__Tarefa 1__
Edite o trecho do documento de "É um modelo" a "à abertura política.", substituindo "fake news" por "desinformação".
__Tarefa 2__
Segundo o trecho do documento, que data aparece no exemplar falso do jornal?

__Trecho do documento__
========================

Os mais antigos se recordam. Fase final da ditadura. Em 1982, paróquias da cidade recebem o jornal O São Paulo, editado pela Cúria Metropolitana, com o “mea culpa” do cardeal Paulo Evaristo Arns na manchete —“por tudo aquilo que vem acontecendo de errado na Igreja de nosso tempo”.

O exemplar ideologicamente falso tem as dimensões e o padrão gráfico do original: cabeçalho, data (Semana de 20 a 26 de agosto), expediente e até publicidade.

É um modelo clássico de fake news que antecede o universo digital, produzido para confundir leitores e reafirmar compromissos criminosos de resistência à abertura política.

A nota do diretor, atribuída ao combativo bispo d. Angélico Sândalo Bernardino, para explicar a reforma editorial do semanário católico, declara que o “número especial” é resultado de “nossa penitência”.

========================

__Dados fornecidos__
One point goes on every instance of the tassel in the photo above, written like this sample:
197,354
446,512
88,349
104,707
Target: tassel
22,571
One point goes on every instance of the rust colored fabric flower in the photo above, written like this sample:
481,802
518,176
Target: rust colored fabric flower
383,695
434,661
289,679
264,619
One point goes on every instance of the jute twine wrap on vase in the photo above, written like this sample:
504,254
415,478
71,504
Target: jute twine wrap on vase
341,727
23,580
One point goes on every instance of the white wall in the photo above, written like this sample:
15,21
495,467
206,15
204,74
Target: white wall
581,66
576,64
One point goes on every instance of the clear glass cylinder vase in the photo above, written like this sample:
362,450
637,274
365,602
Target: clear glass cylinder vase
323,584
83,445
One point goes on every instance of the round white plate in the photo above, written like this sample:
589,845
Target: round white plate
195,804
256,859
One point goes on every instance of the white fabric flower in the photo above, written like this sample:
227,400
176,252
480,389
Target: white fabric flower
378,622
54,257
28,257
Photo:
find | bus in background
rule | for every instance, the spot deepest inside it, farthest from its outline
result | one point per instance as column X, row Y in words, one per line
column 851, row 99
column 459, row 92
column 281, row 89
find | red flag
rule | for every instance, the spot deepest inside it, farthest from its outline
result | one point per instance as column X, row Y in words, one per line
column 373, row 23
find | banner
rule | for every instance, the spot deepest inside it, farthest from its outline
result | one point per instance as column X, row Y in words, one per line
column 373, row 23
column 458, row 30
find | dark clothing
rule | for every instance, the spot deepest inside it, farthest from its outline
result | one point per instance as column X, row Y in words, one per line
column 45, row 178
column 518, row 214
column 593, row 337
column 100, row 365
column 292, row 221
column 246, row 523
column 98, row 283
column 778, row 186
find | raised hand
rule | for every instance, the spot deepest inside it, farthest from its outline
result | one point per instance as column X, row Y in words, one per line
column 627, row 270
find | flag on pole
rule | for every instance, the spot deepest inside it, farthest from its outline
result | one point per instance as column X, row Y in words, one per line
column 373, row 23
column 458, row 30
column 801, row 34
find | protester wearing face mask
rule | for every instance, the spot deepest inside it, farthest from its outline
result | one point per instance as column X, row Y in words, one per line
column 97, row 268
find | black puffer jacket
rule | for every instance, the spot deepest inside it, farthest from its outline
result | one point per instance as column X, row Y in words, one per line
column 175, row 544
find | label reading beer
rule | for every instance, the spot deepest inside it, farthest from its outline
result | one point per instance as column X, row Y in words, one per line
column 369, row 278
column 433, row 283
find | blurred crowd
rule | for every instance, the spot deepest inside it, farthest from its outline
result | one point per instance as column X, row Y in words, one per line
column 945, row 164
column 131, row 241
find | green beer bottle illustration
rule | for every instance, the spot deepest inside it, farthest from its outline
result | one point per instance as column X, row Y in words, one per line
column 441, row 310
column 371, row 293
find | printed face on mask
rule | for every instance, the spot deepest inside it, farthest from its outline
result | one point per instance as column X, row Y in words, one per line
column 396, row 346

========================

__Resposta esperada 1__
É um modelo clássico de desinformação que antecede o universo digital, produzido para confundir leitores e reafirmar compromissos criminosos de resistência à abertura política.

__Resposta esperada 2__
Semana de 20 a 26 de agosto.